Copy each of the records below word for word, with no changes.

***** Data in this exercise *****

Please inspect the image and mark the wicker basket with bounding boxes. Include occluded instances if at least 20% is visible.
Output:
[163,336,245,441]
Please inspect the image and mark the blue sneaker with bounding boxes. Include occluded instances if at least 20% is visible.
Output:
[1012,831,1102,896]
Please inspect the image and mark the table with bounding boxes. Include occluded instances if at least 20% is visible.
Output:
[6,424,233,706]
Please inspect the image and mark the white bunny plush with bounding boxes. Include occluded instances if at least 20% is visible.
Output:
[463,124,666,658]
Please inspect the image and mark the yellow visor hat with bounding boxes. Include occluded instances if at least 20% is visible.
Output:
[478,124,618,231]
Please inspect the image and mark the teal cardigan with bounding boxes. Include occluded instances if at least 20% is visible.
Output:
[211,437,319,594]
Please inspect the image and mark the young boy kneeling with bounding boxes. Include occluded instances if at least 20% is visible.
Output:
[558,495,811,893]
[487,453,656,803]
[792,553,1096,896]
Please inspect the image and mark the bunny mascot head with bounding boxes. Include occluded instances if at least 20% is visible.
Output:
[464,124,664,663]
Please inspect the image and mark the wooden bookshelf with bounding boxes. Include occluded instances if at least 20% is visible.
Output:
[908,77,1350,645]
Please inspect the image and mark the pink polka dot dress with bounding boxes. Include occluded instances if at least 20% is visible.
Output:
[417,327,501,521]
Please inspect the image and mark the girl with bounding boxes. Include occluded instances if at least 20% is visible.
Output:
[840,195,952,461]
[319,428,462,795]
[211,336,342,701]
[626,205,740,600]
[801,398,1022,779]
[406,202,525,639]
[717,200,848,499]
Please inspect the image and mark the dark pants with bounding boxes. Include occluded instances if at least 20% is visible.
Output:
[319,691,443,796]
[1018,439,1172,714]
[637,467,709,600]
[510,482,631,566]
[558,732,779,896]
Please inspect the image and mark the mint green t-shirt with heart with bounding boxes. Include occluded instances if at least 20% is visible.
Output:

*****

* The solution *
Please inspect the image and mark the wicker basket with bounding boxes. Include occluded instances if at least 20% is visible.
Output:
[163,336,245,441]
Please inspect the image and mark the blue sneaker with bounding boxes. Include occluded instances if at least 20% is visible.
Output:
[1012,831,1102,896]
Please inspect the image and mark the table with bounding boxes. Include occluded instances if at least 20% is visible.
Output:
[6,424,233,706]
Please inspect the image and mark the white bunny plush with bounding boxes. Include occluded instances if at least 20% is visible.
Output:
[463,124,666,658]
Please inspect the image and mark the yellow visor hat with bounding boxes. Include occluded instances if at least 20% is visible.
Output:
[478,124,618,231]
Please inspect the image and mark the teal cardigan with bounding boxes. Include occluded instances if at least 20% is visible.
Output:
[211,437,319,594]
Please inspect the image and mark the young boy kneeling with bounding boxes. Include occluded instances if at least 20% is visible.
Output:
[558,495,811,893]
[487,453,656,803]
[792,553,1096,896]
Please inspect the image and mark the bunny mascot head with bounding boxes. Include occluded instances if at least 20% is visible.
Output:
[464,124,664,663]
Please inspect the image and mark the wooden bookshelf with bounding boxes. Include occluded instances if at least 20% is visible.
Output:
[908,77,1350,645]
Please inspect the image and mark the pink polka dot dress with bounding boxes. Include occluded instances if at least 20% is visible.
Output:
[417,327,501,521]
Please inspect the image and mark the girl with bounding boxes. Include occluded instances if at least 20% is visible.
Output:
[840,195,952,461]
[319,428,462,795]
[211,336,342,701]
[626,205,740,600]
[801,398,1022,779]
[406,202,525,639]
[717,200,848,499]
Please inspect the image and mark the dark pants with bounding boxes. Include occluded instances if at least 20% is visible.
Output:
[319,691,443,796]
[1018,439,1172,714]
[637,467,709,600]
[510,482,631,566]
[558,732,779,896]
Please inspect the image and mark the mint green t-shirt with heart with bounding boxes. Include occluded instances if at least 20% is visible.
Output:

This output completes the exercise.